**Problems to solve:**
1. Answer these questions using the text on Waccamaw Neck plantations. Mark your answers (a), (b) and (c).
(a) Who bought Richmond Hill in 1930?
(b) How many gravesites have been identified at Alderley Cemetery?
(c) At which church was Reverend Abraham Wright a pastor?
2. Name every person mentioned by name in the text on Waccamaw Neck plantations.
3. Rewrite the text on Waccamaw Neck plantations from "As in Marietta" up to and including "and their descendants.", substituting "white shells" for "bleached shells".

**Document extract:**
□ □ □ □ □ □ □
John Magill died in 1864, leaving Richmond Hill to his son, John, who filed for bankruptcy and sold the plantation five years later. The property fell into disrepair and by 1930 the plantation house, the overseers’ houses and the slave dwellings had all burned.
William Kimbel, owner of neighboring Wachesaw plantation, purchased Richmond Hill in 1930 to develop as a personal hunting estate. He let Richmond Hill be reclaimed by nature, until its past was rediscovered by James Michie in the 1980s. Now the Wachesaw-Richmond Hill tract is a retirement community, like many other plantations along the Waccamaw Neck, but its archaeological record has been restored.
In 1850, 1,092 slaves produced 4,000,000 pounds of rice on Joshua John Ward's six plantations, including Alderley. At that time, people of African descent greatly outnumbered whites on the Waccamaw Neck, and it can be assumed that there are many burial grounds on Hobcaw Barony that serve as their resting places.
One of the known burial sites is Alderley Cemetery, located in a heavily wooded area in the northeast section of Hobcaw. Thirty-nine gravesites have been identified at the cemetery and it is likely many more remain. Reverend Abraham Wright is buried here. He was a pastor at Friendfield Church, and his wife taught at Strawberry School.
As in Marietta Cemetery, some of the graves at Alderley Cemetery are decorated with bleached shells, glass and other objects, reflecting Afro-Christian burial practices and the beliefs of the individuals who once lived and worked on the plantation. These cemeteries provide a valuable resource for the study of the culture and history of enslaved Africans and their descendants.
□ □ □ □ □ □ □
Stored data entries
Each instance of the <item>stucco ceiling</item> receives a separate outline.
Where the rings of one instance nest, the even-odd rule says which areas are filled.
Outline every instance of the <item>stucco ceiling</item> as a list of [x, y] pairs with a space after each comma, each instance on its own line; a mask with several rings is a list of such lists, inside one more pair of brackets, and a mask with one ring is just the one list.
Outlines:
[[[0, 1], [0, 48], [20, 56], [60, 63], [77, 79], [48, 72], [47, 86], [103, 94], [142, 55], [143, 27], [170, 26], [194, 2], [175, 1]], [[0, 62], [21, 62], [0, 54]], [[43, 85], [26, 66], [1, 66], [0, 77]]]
□ □ □ □ □ □ □
**Your written answers:**
1.
(a) William Kimbel
(b) Thirty-nine
(c) Friendfield Church

2.
John Magill
John (John Magill's son)
William Kimbel
James Michie
Joshua John Ward
Reverend Abraham Wright

3.
As in Marietta Cemetery, some of the graves at Alderley Cemetery are decorated with white shells, glass and other objects, reflecting Afro-Christian burial practices and the beliefs of the individuals who once lived and worked on the plantation. These cemeteries provide a valuable resource for the study of the culture and history of enslaved Africans and their descendants.